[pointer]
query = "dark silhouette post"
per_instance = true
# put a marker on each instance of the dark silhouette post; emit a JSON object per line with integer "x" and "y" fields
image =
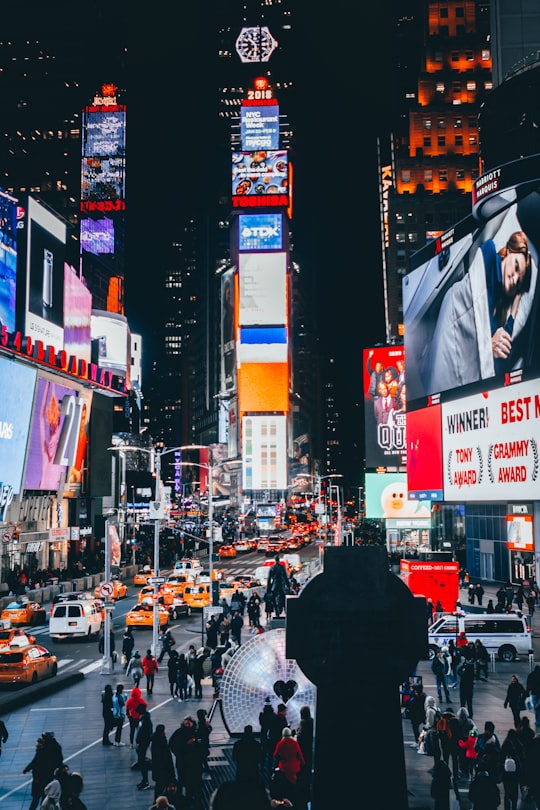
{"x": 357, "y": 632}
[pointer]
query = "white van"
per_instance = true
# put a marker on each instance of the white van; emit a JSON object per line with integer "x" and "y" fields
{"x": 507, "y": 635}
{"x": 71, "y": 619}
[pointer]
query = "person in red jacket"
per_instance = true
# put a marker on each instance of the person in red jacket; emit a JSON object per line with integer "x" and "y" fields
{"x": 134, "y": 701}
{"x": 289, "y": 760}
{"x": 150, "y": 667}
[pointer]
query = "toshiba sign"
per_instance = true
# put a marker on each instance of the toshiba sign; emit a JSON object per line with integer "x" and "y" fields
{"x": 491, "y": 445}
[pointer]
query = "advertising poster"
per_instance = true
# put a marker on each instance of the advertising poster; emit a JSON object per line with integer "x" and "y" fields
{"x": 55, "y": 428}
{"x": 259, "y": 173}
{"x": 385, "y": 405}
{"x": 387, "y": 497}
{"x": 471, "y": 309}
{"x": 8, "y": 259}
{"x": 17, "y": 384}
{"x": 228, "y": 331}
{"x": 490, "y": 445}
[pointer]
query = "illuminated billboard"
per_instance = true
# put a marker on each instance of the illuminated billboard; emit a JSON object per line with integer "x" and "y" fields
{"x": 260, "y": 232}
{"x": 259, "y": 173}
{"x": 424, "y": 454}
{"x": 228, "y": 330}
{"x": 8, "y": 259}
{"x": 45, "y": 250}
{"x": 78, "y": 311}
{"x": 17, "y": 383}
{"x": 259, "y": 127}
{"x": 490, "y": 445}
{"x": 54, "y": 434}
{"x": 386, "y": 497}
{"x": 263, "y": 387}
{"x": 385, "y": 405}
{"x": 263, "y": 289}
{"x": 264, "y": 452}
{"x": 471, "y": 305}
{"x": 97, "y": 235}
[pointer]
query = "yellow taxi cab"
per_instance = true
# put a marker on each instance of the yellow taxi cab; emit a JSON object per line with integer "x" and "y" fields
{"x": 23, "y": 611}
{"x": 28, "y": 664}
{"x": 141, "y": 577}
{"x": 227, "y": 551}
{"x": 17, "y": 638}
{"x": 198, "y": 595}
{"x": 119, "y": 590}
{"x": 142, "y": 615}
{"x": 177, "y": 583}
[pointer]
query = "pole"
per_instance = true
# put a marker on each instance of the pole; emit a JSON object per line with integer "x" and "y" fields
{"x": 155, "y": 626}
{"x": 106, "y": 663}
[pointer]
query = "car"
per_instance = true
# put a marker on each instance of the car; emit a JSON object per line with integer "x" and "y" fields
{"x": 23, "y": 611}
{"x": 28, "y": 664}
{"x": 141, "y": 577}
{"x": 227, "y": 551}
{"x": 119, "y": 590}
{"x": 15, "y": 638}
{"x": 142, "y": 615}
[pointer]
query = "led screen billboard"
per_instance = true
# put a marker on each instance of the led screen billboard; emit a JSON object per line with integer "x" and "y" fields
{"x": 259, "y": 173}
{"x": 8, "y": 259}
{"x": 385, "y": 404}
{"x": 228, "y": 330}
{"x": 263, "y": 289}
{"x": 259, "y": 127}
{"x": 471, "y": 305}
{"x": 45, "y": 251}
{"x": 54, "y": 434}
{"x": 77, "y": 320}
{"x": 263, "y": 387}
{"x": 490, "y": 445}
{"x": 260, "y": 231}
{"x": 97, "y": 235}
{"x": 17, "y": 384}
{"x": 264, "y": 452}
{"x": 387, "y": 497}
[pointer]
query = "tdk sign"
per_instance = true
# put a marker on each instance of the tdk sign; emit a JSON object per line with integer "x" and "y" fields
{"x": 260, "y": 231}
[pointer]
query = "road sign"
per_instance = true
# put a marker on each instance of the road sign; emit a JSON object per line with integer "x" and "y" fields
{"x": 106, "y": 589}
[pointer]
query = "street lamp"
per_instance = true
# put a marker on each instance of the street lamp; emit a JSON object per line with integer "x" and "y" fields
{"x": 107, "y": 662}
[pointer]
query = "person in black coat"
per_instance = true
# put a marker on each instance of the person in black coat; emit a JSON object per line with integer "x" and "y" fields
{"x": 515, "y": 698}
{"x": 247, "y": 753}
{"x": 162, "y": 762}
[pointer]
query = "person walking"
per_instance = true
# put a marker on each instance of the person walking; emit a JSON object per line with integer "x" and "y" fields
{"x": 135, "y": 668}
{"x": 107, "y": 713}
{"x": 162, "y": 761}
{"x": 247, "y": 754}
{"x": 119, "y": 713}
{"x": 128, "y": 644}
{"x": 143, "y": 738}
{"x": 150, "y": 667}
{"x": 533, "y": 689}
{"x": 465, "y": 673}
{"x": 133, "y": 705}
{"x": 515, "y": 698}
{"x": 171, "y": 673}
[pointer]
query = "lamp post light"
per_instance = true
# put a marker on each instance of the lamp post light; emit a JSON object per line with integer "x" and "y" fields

* * *

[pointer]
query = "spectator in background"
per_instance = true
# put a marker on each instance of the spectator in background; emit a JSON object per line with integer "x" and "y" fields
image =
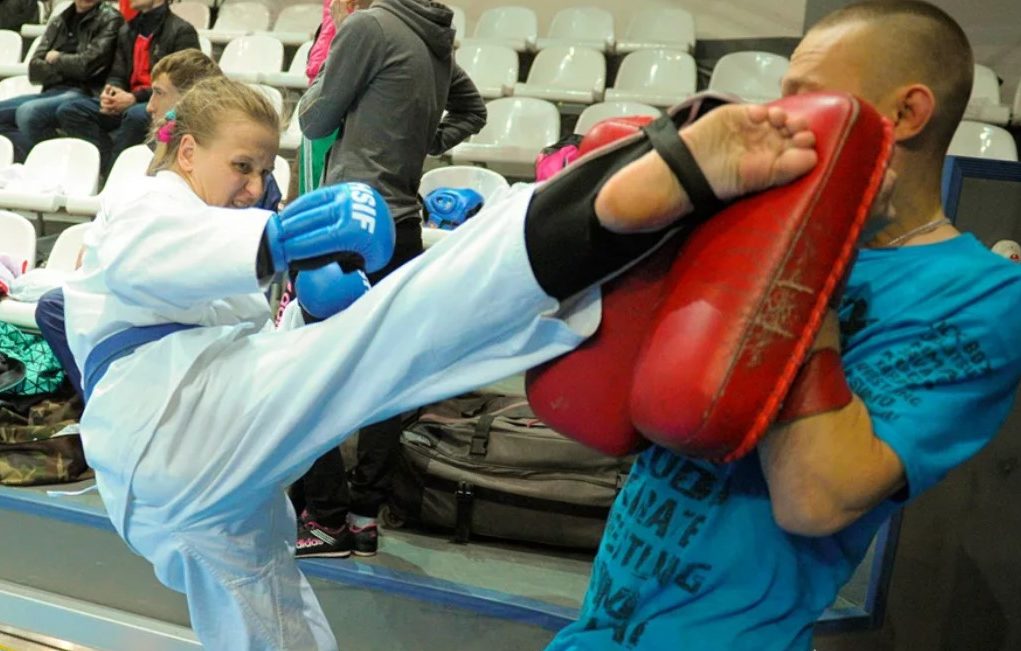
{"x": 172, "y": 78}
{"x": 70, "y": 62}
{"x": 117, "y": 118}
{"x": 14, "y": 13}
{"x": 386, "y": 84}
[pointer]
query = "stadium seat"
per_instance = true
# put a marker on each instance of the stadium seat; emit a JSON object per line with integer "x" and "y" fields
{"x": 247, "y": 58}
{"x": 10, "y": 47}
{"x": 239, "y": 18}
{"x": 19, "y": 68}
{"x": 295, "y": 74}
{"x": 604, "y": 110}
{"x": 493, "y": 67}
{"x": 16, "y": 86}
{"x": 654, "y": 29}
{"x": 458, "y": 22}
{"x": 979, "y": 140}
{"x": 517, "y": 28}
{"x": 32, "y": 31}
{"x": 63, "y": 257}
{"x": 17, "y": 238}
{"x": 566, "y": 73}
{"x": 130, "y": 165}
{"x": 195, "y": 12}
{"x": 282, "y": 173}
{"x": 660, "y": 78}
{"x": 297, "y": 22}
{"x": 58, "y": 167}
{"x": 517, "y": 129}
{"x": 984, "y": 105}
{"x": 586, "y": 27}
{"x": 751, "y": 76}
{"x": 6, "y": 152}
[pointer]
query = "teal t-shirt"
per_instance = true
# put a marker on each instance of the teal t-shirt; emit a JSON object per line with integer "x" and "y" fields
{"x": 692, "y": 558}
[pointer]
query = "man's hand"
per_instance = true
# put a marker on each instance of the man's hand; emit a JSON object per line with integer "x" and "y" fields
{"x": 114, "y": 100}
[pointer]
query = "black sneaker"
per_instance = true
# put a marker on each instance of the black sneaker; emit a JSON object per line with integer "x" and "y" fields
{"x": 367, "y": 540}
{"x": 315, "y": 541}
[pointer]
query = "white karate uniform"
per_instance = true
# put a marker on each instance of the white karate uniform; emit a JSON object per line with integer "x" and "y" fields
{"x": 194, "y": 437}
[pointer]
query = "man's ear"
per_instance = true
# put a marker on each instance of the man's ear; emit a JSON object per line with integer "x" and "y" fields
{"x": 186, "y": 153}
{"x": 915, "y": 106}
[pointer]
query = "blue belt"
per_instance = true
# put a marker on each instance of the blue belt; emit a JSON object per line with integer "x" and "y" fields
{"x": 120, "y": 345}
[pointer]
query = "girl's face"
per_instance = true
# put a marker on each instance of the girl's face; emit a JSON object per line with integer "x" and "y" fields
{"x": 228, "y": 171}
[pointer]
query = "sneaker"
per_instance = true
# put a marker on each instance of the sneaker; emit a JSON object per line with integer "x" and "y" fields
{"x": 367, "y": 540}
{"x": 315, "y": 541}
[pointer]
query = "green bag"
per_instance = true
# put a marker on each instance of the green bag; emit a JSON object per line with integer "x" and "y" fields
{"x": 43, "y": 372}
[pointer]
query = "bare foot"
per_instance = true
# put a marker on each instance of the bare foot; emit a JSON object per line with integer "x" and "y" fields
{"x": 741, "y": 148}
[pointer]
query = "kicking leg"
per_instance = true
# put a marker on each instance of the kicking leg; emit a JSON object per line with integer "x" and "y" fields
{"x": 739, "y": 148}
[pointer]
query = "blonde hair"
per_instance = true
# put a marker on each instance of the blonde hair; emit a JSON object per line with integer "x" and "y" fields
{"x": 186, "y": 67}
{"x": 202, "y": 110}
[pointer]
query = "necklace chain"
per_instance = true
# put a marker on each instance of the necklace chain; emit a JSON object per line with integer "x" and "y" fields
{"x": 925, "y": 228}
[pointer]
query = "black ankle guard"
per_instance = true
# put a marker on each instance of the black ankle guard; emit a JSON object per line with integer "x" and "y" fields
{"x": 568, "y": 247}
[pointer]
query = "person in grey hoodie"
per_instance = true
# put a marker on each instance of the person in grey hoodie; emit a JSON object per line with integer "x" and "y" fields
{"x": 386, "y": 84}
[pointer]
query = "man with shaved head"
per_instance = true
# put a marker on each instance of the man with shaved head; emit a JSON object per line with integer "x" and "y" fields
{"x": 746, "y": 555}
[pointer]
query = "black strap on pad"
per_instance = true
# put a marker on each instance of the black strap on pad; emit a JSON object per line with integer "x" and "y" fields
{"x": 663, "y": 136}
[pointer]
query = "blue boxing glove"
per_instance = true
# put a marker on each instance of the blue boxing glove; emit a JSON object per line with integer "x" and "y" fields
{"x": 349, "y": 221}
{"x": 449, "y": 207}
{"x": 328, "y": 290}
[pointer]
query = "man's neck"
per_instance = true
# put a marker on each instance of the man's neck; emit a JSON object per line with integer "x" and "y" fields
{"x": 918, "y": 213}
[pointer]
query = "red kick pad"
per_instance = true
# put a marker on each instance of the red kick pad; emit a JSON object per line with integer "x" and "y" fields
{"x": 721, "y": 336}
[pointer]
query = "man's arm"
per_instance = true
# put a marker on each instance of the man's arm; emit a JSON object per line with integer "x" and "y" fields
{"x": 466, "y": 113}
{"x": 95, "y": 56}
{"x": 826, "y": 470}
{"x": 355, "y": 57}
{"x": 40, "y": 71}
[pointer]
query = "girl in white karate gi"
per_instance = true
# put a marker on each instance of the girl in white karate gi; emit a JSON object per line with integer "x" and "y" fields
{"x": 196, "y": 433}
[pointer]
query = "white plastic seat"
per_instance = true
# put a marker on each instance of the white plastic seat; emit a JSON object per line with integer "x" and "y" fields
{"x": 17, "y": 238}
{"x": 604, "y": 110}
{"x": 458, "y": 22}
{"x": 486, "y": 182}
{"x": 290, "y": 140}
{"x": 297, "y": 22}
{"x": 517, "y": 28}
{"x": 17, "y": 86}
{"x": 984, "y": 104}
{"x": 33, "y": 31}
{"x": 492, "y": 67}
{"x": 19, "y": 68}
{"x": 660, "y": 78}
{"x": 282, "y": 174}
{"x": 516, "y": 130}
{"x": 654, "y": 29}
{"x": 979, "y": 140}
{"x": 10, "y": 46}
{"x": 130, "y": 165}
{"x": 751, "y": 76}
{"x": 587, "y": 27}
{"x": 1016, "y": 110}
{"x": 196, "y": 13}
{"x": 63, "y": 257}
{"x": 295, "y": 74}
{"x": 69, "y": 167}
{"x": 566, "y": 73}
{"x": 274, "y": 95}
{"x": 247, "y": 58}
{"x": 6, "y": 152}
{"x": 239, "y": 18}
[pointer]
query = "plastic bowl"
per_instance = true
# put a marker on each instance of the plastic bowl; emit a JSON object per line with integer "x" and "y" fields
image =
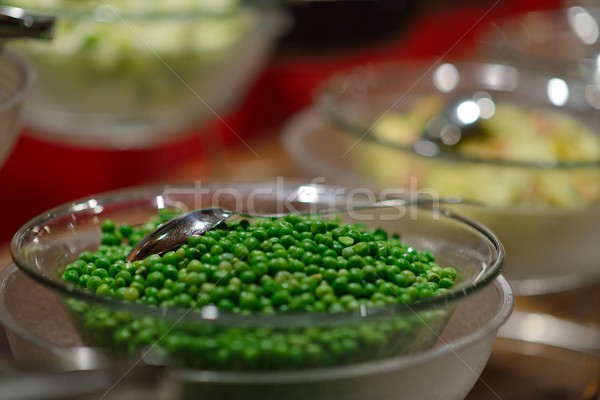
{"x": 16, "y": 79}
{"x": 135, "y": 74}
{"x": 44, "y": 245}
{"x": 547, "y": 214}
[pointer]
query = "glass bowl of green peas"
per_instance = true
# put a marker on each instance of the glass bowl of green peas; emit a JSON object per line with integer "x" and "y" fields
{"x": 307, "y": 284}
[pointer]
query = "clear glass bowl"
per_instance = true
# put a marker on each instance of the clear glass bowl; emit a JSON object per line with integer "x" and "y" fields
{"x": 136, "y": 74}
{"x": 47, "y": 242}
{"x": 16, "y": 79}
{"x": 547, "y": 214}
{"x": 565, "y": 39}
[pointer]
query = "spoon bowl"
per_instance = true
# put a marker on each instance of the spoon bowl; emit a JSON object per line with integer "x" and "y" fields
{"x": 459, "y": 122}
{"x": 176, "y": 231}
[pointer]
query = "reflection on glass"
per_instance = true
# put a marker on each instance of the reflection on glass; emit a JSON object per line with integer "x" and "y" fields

--

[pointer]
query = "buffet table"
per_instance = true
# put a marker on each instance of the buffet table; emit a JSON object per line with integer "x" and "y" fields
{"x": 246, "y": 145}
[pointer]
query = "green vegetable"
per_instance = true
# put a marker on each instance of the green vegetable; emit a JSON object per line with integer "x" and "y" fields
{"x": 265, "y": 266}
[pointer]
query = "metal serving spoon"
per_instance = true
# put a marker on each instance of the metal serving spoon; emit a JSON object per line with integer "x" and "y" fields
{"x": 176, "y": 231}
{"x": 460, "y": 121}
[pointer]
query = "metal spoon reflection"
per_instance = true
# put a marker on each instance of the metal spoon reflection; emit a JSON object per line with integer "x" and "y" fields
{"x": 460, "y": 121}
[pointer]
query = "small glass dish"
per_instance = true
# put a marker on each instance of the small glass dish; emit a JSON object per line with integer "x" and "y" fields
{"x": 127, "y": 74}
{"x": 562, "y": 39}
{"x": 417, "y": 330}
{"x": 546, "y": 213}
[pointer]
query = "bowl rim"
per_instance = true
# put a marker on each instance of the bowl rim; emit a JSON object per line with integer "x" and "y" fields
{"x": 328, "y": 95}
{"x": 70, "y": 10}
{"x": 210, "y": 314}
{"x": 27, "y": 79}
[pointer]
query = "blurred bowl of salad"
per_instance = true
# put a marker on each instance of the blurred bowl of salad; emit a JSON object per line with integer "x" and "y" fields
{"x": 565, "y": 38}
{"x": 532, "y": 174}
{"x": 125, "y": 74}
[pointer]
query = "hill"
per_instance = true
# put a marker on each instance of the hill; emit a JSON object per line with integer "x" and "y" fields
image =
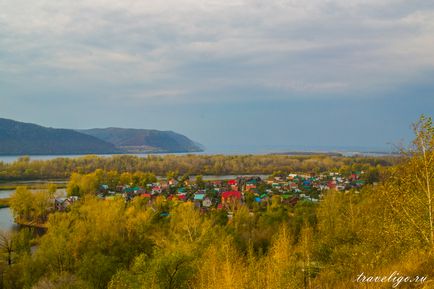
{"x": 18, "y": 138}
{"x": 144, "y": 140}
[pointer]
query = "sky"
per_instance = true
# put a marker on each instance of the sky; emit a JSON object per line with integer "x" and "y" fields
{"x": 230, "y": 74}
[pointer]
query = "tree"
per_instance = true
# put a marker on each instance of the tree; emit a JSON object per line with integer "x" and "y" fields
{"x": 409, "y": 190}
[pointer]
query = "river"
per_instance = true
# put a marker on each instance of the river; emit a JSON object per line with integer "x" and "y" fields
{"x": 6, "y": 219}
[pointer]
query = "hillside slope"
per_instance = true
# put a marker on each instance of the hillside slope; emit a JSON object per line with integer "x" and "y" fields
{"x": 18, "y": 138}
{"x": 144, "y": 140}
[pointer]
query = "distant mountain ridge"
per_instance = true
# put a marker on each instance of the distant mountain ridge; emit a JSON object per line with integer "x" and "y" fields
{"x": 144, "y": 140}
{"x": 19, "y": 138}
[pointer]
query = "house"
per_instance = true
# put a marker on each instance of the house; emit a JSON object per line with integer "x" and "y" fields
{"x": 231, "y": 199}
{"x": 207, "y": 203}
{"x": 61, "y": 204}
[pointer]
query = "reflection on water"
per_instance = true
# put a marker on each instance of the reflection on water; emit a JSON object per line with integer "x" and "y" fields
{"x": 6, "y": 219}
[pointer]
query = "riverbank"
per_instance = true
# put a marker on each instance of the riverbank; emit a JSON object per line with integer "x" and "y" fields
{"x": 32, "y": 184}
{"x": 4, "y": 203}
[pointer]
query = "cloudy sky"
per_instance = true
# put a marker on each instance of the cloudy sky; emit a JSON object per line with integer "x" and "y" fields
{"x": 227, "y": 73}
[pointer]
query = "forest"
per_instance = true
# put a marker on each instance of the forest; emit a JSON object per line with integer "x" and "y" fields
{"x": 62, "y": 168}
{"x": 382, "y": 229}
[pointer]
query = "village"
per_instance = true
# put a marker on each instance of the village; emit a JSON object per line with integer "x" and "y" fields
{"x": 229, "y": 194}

Directions: Which lines in the data above contain the string "small"? Return every one of them in full.

Complete response:
query = "small glass dish"
# put a marker on each instance of the small glass dish; emit a JSON object per line with integer "x" and "y" fields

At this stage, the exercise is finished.